● **Work instruction**
Every line of the data that contains the string "below" must be copied.

● **Given records**
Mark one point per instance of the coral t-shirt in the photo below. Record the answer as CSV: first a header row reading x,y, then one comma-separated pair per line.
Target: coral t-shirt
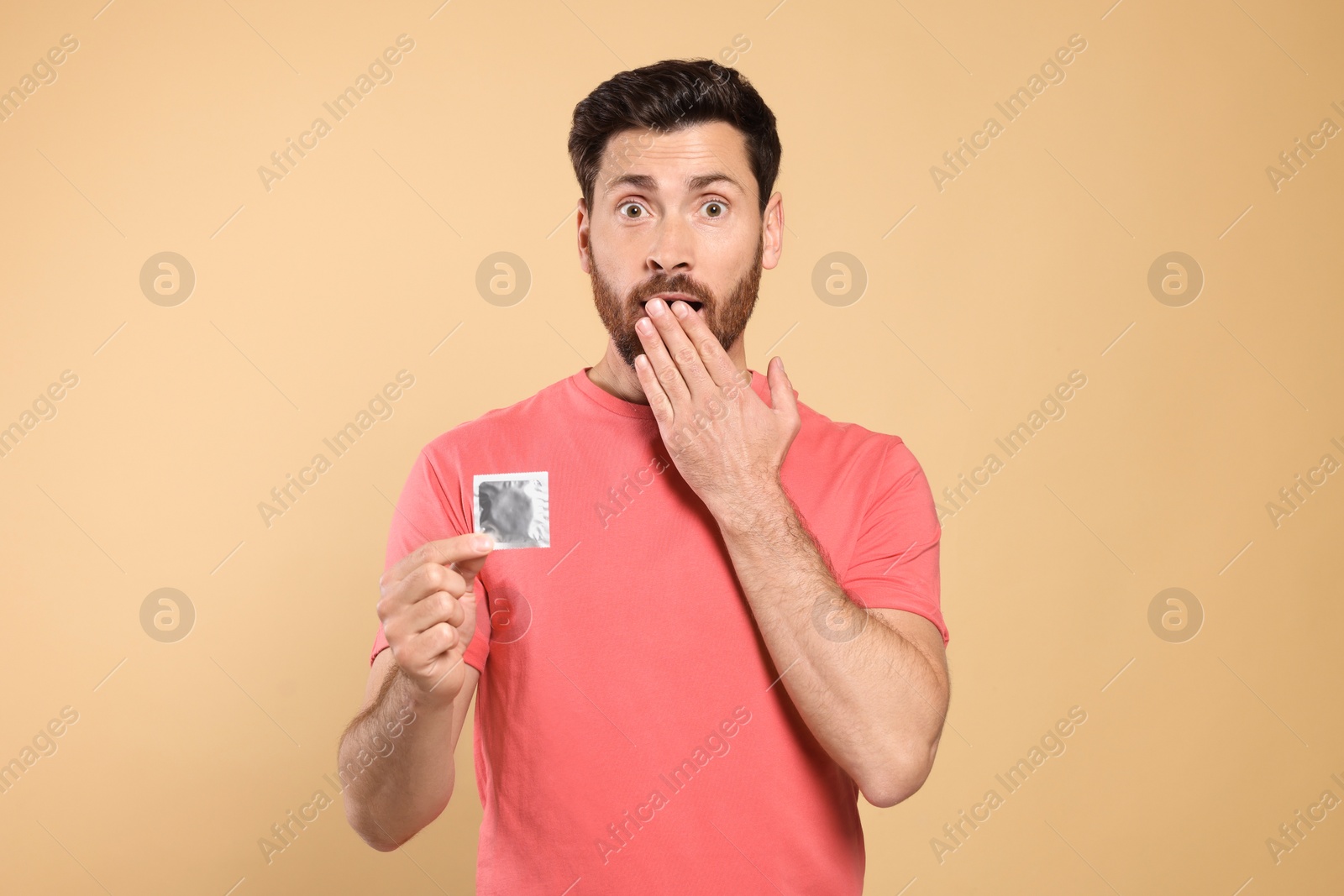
x,y
631,735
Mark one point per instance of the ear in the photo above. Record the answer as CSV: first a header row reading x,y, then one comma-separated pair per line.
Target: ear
x,y
585,239
772,231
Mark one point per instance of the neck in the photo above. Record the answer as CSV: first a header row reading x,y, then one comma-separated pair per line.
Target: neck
x,y
613,375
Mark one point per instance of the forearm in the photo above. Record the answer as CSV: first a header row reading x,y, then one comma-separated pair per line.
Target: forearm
x,y
869,694
393,792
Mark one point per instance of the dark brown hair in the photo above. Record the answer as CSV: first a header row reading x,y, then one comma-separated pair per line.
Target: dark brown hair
x,y
665,97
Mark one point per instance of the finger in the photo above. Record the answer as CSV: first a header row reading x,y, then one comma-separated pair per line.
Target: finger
x,y
437,607
434,644
781,390
656,351
679,347
659,402
460,547
716,362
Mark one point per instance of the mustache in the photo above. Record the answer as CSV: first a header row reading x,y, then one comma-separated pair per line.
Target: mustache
x,y
654,288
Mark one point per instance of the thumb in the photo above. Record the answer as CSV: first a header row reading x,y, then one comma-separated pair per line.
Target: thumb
x,y
470,566
781,390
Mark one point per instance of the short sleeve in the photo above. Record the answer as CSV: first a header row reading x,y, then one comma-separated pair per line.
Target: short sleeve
x,y
427,513
895,559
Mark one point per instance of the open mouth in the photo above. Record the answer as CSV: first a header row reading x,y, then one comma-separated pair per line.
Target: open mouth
x,y
694,304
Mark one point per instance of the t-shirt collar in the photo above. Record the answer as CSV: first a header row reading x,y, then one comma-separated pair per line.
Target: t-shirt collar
x,y
643,411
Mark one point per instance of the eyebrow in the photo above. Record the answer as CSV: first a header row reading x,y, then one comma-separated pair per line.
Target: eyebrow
x,y
648,184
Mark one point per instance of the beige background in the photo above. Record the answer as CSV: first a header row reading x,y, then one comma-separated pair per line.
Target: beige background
x,y
1030,265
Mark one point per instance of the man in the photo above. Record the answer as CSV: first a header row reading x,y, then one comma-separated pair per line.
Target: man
x,y
736,627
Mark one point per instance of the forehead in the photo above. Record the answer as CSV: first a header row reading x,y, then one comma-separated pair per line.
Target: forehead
x,y
674,157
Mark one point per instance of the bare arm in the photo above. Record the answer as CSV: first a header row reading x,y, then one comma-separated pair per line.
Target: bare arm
x,y
396,755
874,696
407,746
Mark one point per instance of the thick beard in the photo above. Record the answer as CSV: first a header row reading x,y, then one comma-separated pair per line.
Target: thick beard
x,y
726,318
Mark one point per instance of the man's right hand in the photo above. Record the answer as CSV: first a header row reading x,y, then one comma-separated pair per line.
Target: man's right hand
x,y
428,609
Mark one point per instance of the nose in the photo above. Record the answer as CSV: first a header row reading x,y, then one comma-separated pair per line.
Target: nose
x,y
672,250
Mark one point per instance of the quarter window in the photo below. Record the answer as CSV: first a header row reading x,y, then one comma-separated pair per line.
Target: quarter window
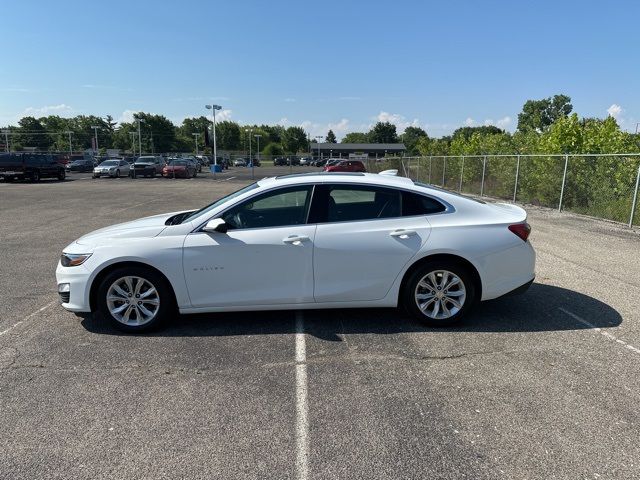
x,y
348,203
286,206
415,204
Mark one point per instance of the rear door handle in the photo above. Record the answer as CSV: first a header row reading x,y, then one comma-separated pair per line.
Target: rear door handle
x,y
401,233
295,239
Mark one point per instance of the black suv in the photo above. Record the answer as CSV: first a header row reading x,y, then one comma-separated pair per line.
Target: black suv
x,y
30,166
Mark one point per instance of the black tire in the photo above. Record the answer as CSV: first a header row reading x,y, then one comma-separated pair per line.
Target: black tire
x,y
410,289
166,309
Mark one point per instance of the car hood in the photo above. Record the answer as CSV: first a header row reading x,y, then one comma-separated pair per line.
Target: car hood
x,y
147,227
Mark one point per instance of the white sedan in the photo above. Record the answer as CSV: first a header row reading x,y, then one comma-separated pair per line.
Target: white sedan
x,y
311,241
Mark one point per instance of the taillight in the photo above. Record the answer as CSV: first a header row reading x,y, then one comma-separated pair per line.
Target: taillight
x,y
521,229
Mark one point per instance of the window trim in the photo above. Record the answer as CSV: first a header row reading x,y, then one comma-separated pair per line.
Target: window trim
x,y
311,186
324,193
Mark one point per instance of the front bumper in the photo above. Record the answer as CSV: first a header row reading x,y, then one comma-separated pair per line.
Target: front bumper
x,y
76,299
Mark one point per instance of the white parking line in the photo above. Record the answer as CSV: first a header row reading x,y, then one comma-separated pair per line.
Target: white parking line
x,y
302,422
28,317
600,331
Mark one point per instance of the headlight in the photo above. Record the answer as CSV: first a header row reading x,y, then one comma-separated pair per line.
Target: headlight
x,y
73,259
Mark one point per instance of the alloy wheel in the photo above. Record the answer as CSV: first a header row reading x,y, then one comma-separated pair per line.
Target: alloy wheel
x,y
133,301
440,294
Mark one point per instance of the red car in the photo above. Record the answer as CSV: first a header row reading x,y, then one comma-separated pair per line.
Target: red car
x,y
346,166
179,168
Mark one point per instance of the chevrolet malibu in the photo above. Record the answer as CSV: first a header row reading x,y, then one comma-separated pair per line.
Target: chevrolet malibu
x,y
309,241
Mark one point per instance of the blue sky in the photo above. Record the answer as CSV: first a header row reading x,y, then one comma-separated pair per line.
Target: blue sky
x,y
332,64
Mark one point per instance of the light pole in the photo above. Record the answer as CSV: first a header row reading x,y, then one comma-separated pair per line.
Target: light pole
x,y
95,131
133,143
70,145
196,135
250,130
139,120
318,138
6,140
213,109
258,137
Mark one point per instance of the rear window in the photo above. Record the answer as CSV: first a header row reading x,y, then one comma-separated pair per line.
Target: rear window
x,y
9,158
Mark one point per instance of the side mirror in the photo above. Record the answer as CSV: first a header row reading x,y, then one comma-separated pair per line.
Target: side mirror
x,y
216,225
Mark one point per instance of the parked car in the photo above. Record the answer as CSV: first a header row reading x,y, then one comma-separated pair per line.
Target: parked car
x,y
30,166
180,168
114,167
203,160
80,166
346,166
147,166
350,240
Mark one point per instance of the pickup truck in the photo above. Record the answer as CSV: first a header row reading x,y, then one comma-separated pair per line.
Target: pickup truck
x,y
30,166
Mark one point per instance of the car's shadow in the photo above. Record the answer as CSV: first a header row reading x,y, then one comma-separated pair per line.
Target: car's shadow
x,y
542,308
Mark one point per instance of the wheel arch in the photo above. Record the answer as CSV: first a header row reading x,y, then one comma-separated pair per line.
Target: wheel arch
x,y
449,257
95,284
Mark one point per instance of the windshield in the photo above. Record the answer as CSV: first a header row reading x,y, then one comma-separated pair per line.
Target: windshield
x,y
218,202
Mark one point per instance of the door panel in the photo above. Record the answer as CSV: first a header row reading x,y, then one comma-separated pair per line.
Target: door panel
x,y
265,266
358,261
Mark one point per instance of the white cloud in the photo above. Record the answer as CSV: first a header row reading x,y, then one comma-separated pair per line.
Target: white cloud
x,y
615,111
504,123
61,110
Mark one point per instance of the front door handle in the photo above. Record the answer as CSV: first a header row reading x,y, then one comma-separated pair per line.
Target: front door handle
x,y
295,239
401,233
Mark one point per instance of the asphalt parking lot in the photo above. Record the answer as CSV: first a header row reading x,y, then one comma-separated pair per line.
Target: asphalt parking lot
x,y
543,385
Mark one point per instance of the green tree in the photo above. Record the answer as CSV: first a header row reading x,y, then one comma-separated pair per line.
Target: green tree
x,y
410,139
273,149
383,132
355,137
295,140
540,114
228,135
33,134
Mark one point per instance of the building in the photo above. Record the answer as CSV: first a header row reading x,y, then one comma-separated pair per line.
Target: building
x,y
356,150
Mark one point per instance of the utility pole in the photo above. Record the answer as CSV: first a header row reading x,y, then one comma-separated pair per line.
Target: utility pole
x,y
133,143
95,132
70,144
139,120
196,135
258,137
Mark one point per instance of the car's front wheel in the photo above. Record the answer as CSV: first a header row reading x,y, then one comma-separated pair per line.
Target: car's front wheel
x,y
135,299
439,293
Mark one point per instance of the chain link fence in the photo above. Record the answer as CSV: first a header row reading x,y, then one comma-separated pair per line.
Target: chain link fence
x,y
604,186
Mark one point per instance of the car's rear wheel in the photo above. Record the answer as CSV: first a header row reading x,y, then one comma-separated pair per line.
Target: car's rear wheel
x,y
135,299
439,293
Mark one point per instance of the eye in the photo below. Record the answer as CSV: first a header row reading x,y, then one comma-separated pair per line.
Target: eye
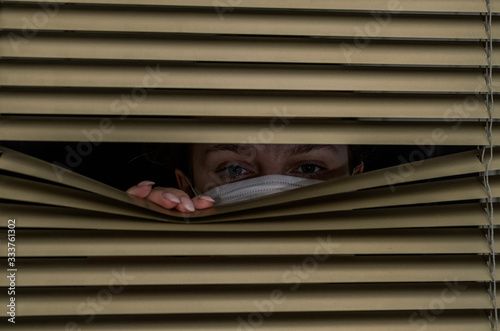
x,y
233,171
309,169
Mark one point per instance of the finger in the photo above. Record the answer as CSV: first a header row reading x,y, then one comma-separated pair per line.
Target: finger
x,y
141,190
203,202
171,198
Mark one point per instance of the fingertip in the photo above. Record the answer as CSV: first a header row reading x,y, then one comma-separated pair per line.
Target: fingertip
x,y
139,191
146,183
187,203
201,203
171,197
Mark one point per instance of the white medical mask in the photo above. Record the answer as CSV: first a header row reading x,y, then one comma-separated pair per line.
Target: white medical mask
x,y
256,187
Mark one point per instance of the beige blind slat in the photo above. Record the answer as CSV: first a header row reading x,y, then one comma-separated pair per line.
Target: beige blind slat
x,y
326,297
456,164
228,131
244,50
37,243
451,190
247,77
239,22
344,321
402,217
29,191
241,103
249,270
467,6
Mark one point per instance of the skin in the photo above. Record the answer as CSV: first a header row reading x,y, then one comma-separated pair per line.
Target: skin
x,y
219,164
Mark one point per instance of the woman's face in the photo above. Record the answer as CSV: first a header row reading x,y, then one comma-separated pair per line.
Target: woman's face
x,y
218,164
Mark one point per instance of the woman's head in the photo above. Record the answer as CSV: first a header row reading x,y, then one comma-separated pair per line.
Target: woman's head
x,y
206,166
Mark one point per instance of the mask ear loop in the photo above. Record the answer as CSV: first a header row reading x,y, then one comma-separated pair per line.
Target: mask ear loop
x,y
192,186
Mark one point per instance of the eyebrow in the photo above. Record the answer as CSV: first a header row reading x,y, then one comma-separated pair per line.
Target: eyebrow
x,y
228,147
303,149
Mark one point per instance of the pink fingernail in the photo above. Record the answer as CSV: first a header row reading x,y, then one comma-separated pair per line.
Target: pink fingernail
x,y
207,198
171,197
187,203
145,183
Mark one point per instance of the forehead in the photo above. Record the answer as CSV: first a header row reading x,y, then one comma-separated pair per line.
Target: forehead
x,y
202,150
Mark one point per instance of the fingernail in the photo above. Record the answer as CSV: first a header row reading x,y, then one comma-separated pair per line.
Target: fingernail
x,y
207,198
145,183
187,203
171,197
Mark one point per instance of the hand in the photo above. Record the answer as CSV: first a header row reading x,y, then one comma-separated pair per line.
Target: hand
x,y
170,198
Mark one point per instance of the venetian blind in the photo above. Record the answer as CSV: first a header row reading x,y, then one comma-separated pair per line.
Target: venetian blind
x,y
394,249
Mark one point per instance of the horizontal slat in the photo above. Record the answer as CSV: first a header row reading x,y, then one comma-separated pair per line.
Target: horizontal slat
x,y
246,77
457,164
229,299
248,23
249,270
451,190
450,165
164,130
422,193
66,243
468,6
244,50
13,188
234,103
346,321
402,217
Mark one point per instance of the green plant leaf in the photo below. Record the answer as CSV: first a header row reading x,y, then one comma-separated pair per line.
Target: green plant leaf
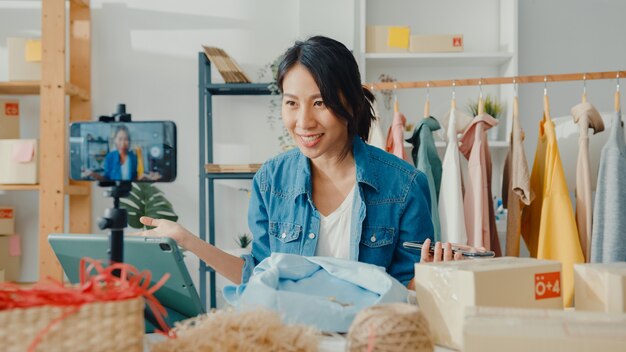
x,y
146,199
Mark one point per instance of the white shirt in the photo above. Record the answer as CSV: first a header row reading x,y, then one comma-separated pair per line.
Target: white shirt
x,y
334,237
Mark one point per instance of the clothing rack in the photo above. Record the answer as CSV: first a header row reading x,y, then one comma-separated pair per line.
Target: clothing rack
x,y
581,76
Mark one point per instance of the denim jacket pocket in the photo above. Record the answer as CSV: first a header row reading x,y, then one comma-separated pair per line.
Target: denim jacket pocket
x,y
285,237
377,236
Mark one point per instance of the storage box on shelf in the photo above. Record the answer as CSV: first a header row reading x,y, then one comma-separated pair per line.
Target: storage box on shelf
x,y
210,172
53,87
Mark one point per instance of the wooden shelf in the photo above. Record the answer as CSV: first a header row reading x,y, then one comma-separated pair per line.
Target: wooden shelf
x,y
231,168
73,190
441,59
19,187
34,88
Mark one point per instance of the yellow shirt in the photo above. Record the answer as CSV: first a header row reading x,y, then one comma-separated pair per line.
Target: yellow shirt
x,y
548,224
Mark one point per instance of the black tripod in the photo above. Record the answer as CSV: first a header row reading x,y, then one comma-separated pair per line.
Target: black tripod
x,y
115,218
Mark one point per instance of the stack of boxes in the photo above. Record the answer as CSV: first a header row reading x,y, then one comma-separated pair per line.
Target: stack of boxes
x,y
18,157
515,304
398,39
10,246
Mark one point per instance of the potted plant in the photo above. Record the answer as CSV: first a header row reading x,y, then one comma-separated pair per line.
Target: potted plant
x,y
146,199
492,107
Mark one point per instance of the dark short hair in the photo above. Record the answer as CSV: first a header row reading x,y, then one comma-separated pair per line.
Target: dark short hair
x,y
336,74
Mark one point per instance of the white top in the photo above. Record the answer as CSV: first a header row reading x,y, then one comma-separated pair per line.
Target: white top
x,y
334,237
451,213
126,172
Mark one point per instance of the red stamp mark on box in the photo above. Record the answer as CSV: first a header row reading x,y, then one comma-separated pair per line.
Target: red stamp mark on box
x,y
547,285
12,109
6,213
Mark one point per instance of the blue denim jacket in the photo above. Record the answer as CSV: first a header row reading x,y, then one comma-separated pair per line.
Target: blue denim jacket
x,y
392,205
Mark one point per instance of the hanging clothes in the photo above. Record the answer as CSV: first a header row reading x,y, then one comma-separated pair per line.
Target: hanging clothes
x,y
480,221
586,116
609,223
548,224
451,214
395,136
376,137
427,160
516,191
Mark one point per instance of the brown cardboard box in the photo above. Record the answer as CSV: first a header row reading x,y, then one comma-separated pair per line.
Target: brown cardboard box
x,y
488,329
9,262
436,43
9,119
387,39
600,287
24,59
7,220
445,289
18,161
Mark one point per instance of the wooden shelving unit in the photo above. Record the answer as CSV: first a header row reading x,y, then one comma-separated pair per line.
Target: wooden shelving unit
x,y
54,187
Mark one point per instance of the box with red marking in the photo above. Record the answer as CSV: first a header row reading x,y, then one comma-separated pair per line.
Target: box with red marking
x,y
9,119
7,220
444,290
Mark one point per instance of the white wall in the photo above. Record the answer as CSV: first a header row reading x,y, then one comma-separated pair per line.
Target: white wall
x,y
567,36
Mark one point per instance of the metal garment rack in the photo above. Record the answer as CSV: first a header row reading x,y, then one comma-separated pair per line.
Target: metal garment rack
x,y
206,170
581,76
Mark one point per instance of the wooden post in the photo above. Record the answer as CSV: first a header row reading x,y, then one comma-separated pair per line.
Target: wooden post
x,y
52,127
80,110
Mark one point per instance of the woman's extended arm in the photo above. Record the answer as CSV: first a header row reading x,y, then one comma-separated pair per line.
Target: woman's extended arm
x,y
223,263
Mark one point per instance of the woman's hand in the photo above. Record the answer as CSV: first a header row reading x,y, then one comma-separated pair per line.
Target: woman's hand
x,y
442,253
165,228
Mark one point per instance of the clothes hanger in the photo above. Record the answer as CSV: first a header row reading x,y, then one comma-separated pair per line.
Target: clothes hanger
x,y
453,101
395,99
481,103
427,104
617,97
584,98
546,100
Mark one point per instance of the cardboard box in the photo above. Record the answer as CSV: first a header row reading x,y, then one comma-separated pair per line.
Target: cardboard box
x,y
7,220
387,39
600,287
9,119
488,329
10,260
18,161
445,289
24,59
436,43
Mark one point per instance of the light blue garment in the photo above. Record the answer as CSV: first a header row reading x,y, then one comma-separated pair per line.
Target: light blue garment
x,y
391,205
320,291
426,159
608,243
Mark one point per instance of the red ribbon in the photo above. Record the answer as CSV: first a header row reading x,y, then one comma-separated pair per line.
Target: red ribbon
x,y
101,286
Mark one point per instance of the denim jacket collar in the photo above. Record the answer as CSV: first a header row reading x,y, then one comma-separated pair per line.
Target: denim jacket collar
x,y
364,174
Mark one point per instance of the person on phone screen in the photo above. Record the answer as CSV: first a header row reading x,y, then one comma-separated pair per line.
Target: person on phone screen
x,y
333,195
122,163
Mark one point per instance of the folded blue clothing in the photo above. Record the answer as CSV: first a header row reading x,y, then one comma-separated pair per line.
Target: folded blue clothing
x,y
320,291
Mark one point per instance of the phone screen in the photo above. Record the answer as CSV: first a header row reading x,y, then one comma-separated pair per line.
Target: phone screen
x,y
142,151
466,251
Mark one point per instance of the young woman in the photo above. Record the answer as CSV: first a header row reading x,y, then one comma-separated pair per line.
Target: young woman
x,y
333,195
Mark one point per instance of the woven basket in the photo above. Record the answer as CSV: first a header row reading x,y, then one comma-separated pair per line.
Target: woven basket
x,y
101,326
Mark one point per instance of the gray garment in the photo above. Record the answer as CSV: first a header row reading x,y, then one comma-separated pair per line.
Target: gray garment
x,y
608,242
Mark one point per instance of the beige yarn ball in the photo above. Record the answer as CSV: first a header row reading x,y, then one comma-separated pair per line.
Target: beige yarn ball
x,y
392,327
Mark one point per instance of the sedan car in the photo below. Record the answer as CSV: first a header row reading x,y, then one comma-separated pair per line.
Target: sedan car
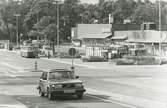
x,y
60,82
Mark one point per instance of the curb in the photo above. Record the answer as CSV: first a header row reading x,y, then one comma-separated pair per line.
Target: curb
x,y
10,102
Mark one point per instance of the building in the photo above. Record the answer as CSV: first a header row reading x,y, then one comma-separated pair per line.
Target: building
x,y
93,38
100,39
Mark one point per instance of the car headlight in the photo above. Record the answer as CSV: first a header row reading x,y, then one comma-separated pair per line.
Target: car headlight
x,y
78,85
58,86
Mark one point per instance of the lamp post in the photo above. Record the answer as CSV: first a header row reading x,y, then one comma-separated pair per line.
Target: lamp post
x,y
17,31
58,37
160,43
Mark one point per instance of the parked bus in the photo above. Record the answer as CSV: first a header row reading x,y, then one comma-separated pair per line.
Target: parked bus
x,y
29,51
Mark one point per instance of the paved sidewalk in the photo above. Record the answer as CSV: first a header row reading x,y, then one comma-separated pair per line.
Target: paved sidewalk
x,y
78,62
10,102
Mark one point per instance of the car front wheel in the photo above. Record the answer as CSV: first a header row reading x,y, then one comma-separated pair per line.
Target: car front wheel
x,y
50,96
80,96
41,93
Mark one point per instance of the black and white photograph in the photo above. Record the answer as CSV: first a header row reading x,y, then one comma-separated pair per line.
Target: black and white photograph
x,y
83,53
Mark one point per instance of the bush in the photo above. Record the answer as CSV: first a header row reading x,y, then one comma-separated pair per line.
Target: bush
x,y
125,62
93,59
145,60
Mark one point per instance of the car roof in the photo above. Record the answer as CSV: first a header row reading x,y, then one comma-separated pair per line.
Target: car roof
x,y
57,70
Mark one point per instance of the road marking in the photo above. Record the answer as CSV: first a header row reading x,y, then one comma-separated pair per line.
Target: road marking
x,y
12,106
11,66
9,59
112,101
137,101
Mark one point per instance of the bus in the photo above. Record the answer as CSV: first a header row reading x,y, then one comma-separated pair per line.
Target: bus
x,y
29,51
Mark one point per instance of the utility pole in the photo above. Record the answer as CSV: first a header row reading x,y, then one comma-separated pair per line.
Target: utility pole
x,y
58,35
160,43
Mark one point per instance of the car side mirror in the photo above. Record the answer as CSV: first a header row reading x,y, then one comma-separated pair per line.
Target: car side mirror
x,y
44,78
77,77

● **Problem solution**
Mark one point per instance of the coral t-shirt in the photo below. Record the answer as CSV: first a header row reading x,y, then one comma-separated pair per line.
Mark one point per instance of the quarter window in the photo below. Record the answer as CSV: first a header row reading x,y, then one comma-separated pair per line.
Mark one point per instance of the eye in the photo below. Record the answer as CSV: first a header row reading x,y, then one comma-separated pair per line.
Mark one point per instance of the green plant leaf in the photo below. Record the answer as CSV: first a header row reading x,y, then one comma-separated pair per line.
Mark one point per instance of the sedan car in the photo below. Record the answer as CSV: first a header row reading x,y, then one comma-separated pair per line.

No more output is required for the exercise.